___ TESTO DELL'ESERCIZIO

CAGLIARI. La Sardegna è la regione italiana in cui il primo figlio arriva più tardi (in media a 33 anni) e anche quella con la proporzione più alta di nati da genitori non coniugati: sono il 49,3%, dato che supera anche la media del centro-nord che ha la quota più elevata. Nell’Isola si registra anche la percentuale più bassa di nati con cittadinanza straniera (il 4,4% contro il 24% dell’Emilia-Romagna). I dati emergono dall'ultimo rapporto Istat sulla natalità, che segnala ancora un record negativo: nel 2021 i nati a livello nazionale scendono a 400.249 i nati, facendo registrare un calo dell’1,1% sull’anno precedente (-4.643). La denatalità prosegue nel 2022. Secondo i dati provvisori di gennaio-settembre le nascite sono circa 6 mila in meno rispetto allo stesso periodo del 2021. E la pandemia sembra aver accentuato questo calo inarrestabile.
Intanto la fecondità delle cittadine italiane è al minimo storico. Nel 2021 il livello di fecondità delle donne tra 15 e 49 anni è valutato con un valore medio di 1,25 figli (1,24 nel 2020), si tratta di una modesta ripresa che segue un lungo periodo di diminuzione in atto dal 2010. La Sardegna continua a presentare il valore più basso (0,99), anche se in lieve ripresa rispetto al 2020. In media in Italia si diventa madri a 31,6 anni, ma in Sardegna si tarda di più: il primo figlio arriva a 33 anni.

______
___ DATI DA ESAMINARE

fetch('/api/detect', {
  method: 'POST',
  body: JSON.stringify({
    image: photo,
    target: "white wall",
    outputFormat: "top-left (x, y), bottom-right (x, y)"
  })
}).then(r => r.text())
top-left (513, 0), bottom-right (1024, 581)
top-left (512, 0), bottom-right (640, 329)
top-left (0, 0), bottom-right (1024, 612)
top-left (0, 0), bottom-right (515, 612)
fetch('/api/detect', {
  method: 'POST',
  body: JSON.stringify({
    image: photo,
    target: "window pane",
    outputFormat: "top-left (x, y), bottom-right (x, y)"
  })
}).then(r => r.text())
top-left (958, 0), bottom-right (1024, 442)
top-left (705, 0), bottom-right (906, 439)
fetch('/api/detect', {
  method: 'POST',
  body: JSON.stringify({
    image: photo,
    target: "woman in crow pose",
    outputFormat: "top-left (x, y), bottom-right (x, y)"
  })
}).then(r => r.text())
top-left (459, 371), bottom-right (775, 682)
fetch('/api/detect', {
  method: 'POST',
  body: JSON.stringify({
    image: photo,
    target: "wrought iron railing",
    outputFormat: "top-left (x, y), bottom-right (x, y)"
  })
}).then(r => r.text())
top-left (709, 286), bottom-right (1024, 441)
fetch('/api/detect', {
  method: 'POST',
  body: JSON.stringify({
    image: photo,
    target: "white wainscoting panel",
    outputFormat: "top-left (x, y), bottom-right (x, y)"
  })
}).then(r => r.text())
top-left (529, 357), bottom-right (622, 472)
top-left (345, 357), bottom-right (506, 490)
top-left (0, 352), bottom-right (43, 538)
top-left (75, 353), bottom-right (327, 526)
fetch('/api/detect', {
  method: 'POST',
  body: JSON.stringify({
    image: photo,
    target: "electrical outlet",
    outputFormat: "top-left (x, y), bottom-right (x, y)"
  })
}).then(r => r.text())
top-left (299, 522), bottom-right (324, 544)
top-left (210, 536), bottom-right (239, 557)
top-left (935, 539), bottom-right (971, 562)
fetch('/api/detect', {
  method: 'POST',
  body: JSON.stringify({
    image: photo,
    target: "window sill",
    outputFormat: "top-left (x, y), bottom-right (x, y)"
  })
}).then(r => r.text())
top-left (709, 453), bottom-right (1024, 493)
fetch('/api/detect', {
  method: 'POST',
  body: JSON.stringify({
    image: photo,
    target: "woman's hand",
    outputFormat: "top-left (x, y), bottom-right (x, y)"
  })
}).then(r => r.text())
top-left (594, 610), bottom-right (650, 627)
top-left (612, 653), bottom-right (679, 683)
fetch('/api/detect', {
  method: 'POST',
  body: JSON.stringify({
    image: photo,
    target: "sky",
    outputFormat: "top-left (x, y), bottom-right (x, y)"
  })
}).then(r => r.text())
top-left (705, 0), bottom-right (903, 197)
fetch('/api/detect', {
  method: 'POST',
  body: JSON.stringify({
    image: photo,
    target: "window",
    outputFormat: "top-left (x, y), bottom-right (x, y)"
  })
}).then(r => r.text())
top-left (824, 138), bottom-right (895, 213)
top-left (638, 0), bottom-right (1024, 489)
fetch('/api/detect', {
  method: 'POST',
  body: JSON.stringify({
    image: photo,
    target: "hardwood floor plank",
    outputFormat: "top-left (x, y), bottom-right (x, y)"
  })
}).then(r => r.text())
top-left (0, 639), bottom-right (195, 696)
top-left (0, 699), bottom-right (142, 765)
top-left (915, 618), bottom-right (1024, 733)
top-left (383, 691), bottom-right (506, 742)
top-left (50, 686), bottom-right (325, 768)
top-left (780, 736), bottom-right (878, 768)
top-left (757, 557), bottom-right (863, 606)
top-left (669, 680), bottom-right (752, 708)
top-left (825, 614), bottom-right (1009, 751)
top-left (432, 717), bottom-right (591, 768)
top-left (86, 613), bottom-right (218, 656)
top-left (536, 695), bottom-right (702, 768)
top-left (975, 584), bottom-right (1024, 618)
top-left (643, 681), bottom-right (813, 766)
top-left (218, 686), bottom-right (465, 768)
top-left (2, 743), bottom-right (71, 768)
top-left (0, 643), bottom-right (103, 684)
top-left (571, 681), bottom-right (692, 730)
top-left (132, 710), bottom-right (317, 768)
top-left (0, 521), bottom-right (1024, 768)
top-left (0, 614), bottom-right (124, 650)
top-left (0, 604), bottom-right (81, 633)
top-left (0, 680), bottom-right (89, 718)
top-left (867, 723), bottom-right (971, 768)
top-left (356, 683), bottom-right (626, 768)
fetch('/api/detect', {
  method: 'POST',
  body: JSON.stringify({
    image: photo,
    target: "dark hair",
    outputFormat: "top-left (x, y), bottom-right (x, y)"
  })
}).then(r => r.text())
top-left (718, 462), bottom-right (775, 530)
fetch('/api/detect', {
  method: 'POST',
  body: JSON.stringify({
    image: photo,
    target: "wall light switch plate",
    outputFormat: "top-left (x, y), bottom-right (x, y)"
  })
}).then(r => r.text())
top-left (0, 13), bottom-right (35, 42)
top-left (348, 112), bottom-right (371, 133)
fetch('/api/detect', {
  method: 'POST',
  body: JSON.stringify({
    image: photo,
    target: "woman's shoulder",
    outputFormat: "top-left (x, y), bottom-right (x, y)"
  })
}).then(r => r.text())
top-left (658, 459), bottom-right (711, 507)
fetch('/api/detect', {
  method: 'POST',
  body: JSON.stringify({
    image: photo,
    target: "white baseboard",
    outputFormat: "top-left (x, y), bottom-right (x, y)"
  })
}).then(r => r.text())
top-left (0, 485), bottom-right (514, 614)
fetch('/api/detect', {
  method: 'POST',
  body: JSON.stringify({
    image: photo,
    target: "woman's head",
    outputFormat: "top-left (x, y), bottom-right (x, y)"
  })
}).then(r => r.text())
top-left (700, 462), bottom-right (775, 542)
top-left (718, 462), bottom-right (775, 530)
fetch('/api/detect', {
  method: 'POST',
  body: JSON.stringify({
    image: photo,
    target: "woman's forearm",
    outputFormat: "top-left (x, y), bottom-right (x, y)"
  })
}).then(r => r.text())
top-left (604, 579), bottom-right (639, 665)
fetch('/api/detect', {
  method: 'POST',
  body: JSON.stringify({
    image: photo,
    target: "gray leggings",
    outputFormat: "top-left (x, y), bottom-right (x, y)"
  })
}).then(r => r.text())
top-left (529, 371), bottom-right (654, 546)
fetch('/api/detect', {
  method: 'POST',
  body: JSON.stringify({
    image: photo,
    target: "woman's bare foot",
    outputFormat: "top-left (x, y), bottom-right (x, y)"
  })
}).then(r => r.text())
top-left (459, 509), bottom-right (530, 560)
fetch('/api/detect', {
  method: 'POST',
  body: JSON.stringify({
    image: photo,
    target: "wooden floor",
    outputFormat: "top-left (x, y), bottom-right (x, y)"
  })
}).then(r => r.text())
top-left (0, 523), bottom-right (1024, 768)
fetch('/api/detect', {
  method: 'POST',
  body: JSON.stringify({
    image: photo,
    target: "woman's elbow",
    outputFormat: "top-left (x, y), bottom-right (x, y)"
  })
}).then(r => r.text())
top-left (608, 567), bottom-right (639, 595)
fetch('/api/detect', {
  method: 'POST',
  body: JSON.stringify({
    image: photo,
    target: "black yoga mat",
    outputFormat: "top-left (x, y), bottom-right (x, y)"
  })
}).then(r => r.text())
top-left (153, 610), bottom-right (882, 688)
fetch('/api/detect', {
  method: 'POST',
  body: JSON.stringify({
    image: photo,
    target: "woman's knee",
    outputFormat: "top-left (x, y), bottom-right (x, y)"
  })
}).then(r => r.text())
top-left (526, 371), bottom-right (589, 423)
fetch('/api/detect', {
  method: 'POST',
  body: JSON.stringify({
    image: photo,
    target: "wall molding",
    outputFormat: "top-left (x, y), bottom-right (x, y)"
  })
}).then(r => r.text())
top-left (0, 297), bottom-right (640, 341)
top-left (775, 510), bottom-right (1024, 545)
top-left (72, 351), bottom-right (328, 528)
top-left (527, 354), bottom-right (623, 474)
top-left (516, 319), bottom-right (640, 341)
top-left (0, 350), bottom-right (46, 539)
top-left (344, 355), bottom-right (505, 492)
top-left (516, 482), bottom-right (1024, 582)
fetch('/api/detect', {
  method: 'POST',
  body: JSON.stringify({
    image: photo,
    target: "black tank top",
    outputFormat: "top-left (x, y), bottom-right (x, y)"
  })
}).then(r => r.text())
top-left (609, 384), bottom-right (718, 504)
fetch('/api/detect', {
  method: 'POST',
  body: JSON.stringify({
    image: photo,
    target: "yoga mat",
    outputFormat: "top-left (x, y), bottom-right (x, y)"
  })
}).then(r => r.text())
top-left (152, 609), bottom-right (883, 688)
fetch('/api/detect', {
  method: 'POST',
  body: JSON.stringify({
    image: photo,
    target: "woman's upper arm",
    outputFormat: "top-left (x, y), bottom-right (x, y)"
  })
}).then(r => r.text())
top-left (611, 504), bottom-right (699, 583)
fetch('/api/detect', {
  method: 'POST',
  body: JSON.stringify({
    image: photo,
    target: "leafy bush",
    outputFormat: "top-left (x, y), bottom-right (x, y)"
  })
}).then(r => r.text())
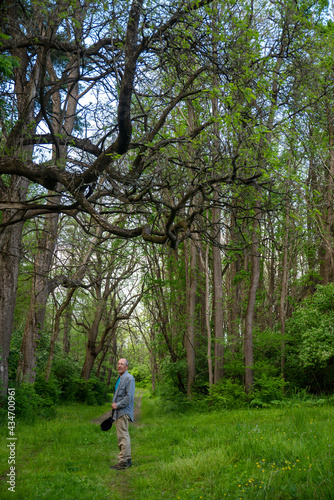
top-left (250, 375), bottom-right (286, 407)
top-left (15, 384), bottom-right (56, 422)
top-left (207, 379), bottom-right (248, 410)
top-left (62, 377), bottom-right (108, 405)
top-left (287, 283), bottom-right (334, 368)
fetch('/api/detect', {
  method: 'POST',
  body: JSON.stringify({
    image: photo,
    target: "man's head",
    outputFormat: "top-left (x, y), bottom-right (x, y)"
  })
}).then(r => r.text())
top-left (117, 358), bottom-right (129, 377)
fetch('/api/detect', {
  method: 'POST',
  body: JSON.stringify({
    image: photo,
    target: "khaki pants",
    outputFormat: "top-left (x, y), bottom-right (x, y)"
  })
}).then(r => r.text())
top-left (115, 415), bottom-right (131, 463)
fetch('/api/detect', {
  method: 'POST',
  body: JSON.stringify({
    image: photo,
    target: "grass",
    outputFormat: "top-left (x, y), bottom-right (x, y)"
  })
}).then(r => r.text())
top-left (0, 396), bottom-right (334, 500)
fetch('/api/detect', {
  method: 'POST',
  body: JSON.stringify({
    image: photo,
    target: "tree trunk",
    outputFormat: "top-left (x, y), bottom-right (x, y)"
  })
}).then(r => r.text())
top-left (16, 214), bottom-right (58, 383)
top-left (244, 207), bottom-right (261, 392)
top-left (184, 241), bottom-right (197, 398)
top-left (212, 193), bottom-right (224, 384)
top-left (0, 177), bottom-right (29, 395)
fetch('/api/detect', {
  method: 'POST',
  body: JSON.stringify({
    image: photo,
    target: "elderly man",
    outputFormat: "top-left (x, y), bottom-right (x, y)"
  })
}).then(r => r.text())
top-left (111, 359), bottom-right (135, 470)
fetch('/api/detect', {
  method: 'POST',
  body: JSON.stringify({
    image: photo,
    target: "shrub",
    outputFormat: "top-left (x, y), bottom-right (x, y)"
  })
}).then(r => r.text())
top-left (250, 375), bottom-right (286, 407)
top-left (208, 379), bottom-right (247, 410)
top-left (11, 384), bottom-right (56, 422)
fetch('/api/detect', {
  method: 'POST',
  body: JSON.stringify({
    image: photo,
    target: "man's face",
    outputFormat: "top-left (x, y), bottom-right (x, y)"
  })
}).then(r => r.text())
top-left (117, 359), bottom-right (128, 377)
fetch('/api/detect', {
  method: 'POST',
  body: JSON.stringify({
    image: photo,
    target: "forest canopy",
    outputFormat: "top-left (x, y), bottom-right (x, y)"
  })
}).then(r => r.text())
top-left (0, 0), bottom-right (334, 404)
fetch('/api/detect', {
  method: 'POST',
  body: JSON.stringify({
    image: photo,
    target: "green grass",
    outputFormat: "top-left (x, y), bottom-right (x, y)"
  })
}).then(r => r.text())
top-left (0, 396), bottom-right (334, 500)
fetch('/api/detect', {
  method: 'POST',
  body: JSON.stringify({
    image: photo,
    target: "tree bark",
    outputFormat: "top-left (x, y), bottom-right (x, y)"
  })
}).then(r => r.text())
top-left (184, 241), bottom-right (197, 398)
top-left (244, 207), bottom-right (261, 392)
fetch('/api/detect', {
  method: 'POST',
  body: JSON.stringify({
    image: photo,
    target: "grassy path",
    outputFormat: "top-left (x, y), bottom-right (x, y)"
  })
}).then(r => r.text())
top-left (0, 394), bottom-right (334, 500)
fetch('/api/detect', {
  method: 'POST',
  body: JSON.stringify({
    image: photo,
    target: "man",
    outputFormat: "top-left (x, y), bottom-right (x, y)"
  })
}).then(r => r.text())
top-left (111, 359), bottom-right (135, 470)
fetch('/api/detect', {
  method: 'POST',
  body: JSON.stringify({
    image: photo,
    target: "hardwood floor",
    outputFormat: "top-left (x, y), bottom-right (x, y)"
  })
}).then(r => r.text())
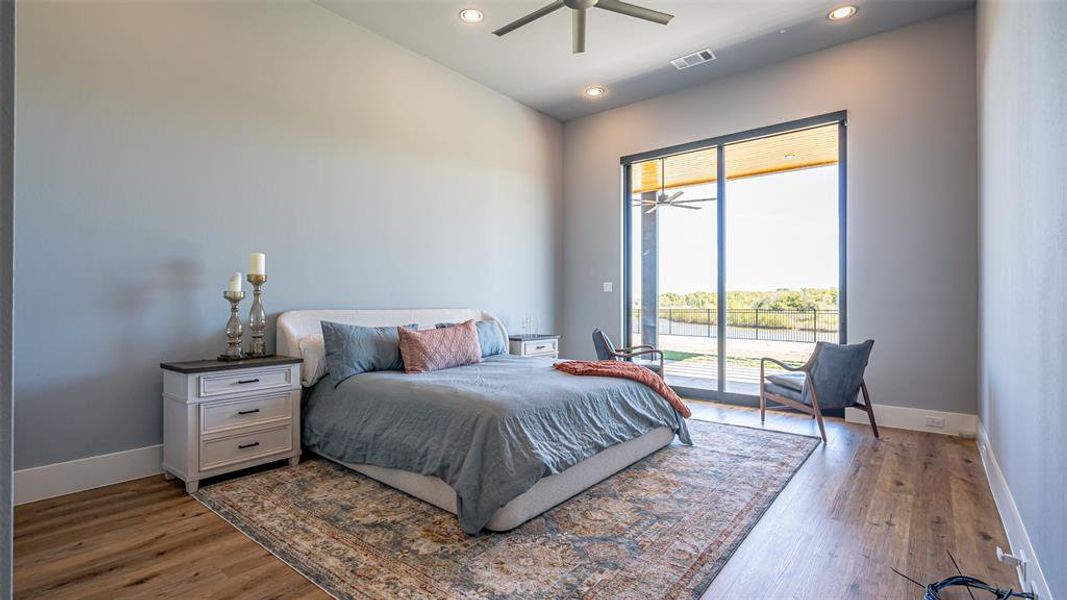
top-left (15, 402), bottom-right (1016, 599)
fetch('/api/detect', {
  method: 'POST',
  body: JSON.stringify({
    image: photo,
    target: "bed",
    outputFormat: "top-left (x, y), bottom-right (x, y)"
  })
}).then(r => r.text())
top-left (277, 309), bottom-right (689, 534)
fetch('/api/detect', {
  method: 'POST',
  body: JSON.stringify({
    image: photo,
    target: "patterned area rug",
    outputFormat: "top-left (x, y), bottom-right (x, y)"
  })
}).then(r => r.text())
top-left (196, 421), bottom-right (818, 600)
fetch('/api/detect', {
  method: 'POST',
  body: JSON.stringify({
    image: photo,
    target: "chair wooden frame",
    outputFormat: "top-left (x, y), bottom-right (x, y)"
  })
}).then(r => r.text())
top-left (760, 352), bottom-right (878, 442)
top-left (600, 331), bottom-right (664, 379)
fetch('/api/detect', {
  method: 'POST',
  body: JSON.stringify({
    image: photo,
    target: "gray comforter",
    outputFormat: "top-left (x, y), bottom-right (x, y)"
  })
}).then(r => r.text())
top-left (303, 354), bottom-right (691, 535)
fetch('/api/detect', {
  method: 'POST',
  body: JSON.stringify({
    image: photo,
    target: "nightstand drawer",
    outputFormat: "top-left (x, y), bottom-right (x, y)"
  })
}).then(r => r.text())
top-left (201, 392), bottom-right (291, 435)
top-left (200, 423), bottom-right (292, 471)
top-left (198, 367), bottom-right (292, 398)
top-left (523, 340), bottom-right (559, 357)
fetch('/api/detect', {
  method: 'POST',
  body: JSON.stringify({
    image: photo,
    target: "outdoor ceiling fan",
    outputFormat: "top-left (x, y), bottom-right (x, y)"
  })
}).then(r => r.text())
top-left (634, 190), bottom-right (715, 215)
top-left (493, 0), bottom-right (674, 54)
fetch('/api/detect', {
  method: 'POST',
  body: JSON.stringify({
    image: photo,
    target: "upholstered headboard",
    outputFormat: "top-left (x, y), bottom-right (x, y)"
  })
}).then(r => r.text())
top-left (277, 309), bottom-right (508, 385)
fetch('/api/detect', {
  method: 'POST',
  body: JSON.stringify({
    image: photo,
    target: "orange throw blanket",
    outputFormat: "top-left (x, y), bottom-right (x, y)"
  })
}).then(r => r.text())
top-left (556, 361), bottom-right (692, 419)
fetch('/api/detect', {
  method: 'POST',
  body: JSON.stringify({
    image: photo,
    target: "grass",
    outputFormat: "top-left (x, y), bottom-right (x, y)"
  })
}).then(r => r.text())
top-left (664, 350), bottom-right (803, 368)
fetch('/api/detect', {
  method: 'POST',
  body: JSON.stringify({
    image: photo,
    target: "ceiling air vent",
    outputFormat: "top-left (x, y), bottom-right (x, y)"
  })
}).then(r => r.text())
top-left (670, 48), bottom-right (715, 70)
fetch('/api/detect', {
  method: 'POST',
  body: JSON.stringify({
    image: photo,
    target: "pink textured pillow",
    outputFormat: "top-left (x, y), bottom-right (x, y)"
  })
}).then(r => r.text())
top-left (397, 320), bottom-right (481, 373)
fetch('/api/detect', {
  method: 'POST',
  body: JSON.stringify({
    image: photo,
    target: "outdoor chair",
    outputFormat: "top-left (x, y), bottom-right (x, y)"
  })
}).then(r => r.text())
top-left (593, 329), bottom-right (664, 378)
top-left (760, 340), bottom-right (878, 442)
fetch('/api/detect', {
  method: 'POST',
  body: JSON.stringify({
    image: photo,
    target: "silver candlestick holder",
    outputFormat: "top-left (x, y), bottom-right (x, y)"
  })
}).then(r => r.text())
top-left (219, 289), bottom-right (249, 361)
top-left (248, 273), bottom-right (269, 357)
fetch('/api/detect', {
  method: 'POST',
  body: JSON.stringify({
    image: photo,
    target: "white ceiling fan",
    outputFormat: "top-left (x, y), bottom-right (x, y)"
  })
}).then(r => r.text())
top-left (634, 190), bottom-right (715, 215)
top-left (493, 0), bottom-right (674, 54)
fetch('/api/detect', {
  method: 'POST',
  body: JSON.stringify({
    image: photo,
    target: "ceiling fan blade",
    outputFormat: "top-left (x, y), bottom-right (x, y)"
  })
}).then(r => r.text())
top-left (493, 0), bottom-right (563, 35)
top-left (594, 0), bottom-right (674, 25)
top-left (571, 9), bottom-right (586, 54)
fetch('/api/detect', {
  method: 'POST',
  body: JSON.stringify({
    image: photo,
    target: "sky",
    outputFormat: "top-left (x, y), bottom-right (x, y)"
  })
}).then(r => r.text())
top-left (632, 165), bottom-right (838, 294)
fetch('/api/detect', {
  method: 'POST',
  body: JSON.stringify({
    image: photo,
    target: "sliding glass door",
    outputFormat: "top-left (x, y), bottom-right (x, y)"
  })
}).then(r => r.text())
top-left (623, 113), bottom-right (845, 401)
top-left (630, 148), bottom-right (718, 389)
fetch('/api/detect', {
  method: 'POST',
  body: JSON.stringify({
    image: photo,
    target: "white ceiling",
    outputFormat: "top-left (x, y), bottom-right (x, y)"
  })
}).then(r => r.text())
top-left (318, 0), bottom-right (973, 121)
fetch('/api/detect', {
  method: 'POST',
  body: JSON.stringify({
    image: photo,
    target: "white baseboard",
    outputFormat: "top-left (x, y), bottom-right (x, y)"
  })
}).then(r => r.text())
top-left (845, 405), bottom-right (978, 438)
top-left (978, 422), bottom-right (1052, 600)
top-left (15, 444), bottom-right (163, 505)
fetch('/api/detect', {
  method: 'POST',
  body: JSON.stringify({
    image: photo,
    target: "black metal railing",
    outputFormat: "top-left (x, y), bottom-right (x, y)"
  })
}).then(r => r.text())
top-left (631, 309), bottom-right (841, 342)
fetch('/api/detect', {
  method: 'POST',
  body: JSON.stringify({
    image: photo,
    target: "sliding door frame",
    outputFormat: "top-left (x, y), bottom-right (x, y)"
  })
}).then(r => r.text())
top-left (619, 110), bottom-right (848, 406)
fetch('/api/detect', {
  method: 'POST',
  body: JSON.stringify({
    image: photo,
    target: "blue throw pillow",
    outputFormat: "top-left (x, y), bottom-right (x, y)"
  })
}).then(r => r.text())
top-left (320, 321), bottom-right (418, 388)
top-left (434, 321), bottom-right (508, 359)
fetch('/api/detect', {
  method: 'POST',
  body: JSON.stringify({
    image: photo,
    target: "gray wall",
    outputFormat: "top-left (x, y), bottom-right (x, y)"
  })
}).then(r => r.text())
top-left (15, 2), bottom-right (562, 468)
top-left (0, 2), bottom-right (15, 589)
top-left (562, 10), bottom-right (977, 414)
top-left (978, 2), bottom-right (1067, 598)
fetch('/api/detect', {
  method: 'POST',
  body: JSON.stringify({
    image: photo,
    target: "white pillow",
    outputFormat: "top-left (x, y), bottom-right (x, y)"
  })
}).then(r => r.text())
top-left (297, 333), bottom-right (327, 388)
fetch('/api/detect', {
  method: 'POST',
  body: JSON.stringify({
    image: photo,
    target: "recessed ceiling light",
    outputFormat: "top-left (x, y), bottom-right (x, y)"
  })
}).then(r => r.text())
top-left (460, 9), bottom-right (485, 22)
top-left (826, 5), bottom-right (856, 21)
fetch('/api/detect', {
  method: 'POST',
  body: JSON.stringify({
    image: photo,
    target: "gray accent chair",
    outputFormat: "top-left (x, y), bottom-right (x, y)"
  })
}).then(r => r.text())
top-left (760, 340), bottom-right (878, 442)
top-left (593, 329), bottom-right (664, 378)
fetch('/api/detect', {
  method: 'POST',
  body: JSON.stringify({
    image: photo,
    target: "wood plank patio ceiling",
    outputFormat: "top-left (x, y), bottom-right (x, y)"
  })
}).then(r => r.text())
top-left (632, 124), bottom-right (838, 193)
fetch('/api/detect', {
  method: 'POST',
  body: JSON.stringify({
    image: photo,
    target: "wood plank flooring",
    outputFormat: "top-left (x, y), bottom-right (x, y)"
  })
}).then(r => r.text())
top-left (15, 402), bottom-right (1015, 599)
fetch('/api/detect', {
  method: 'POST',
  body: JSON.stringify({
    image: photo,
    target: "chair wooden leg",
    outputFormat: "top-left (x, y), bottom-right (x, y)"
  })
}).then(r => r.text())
top-left (860, 381), bottom-right (878, 439)
top-left (808, 377), bottom-right (827, 443)
top-left (760, 361), bottom-right (767, 425)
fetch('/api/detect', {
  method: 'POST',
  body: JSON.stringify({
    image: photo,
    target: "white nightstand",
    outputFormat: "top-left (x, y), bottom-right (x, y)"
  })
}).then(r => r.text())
top-left (508, 334), bottom-right (559, 359)
top-left (159, 357), bottom-right (303, 493)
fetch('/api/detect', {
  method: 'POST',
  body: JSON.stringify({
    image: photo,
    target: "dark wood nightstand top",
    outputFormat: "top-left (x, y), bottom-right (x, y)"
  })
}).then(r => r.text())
top-left (159, 357), bottom-right (304, 373)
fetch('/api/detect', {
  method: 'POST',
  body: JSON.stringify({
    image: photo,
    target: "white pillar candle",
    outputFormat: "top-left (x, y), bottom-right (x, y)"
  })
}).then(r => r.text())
top-left (249, 252), bottom-right (267, 275)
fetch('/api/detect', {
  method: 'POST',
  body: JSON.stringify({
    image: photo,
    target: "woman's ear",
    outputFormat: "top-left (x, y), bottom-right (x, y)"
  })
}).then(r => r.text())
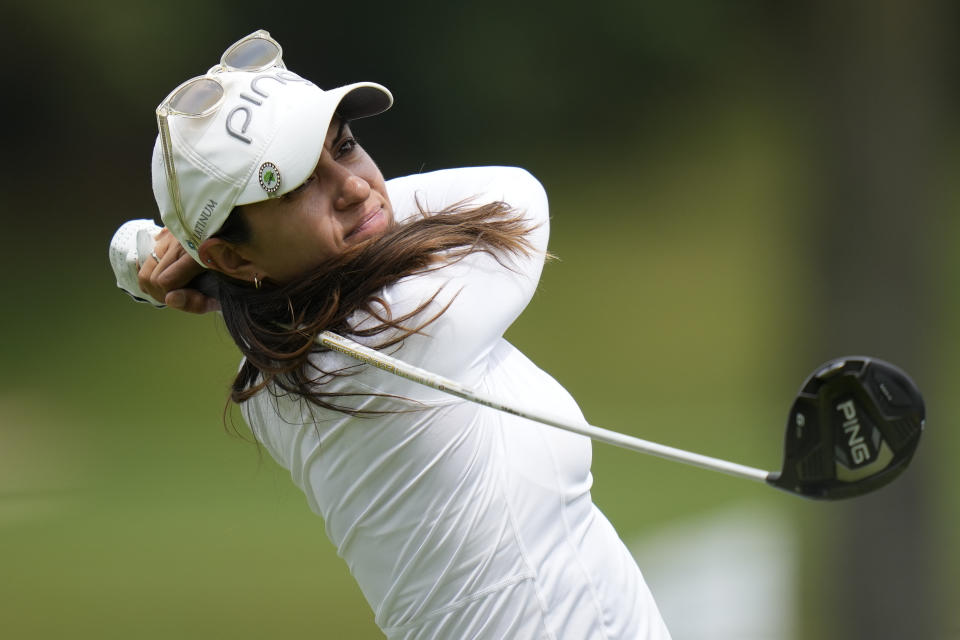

______

→ COMPITI
1. Nell'articolo sulla natalità, qual è la quota di nati da genitori non sposati in Sardegna?
2. Riporta il passo dell'articolo sulla natalità tra "Intanto la fecondità" e "arriva a 33 anni.", compresi.

→ RISPOSTE AI COMPITI
1. Il 49,3%.

2.
Intanto la fecondità delle cittadine italiane è al minimo storico. Nel 2021 il livello di fecondità delle donne tra 15 e 49 anni è valutato con un valore medio di 1,25 figli (1,24 nel 2020), si tratta di una modesta ripresa che segue un lungo periodo di diminuzione in atto dal 2010. La Sardegna continua a presentare il valore più basso (0,99), anche se in lieve ripresa rispetto al 2020. In media in Italia si diventa madri a 31,6 anni, ma in Sardegna si tarda di più: il primo figlio arriva a 33 anni.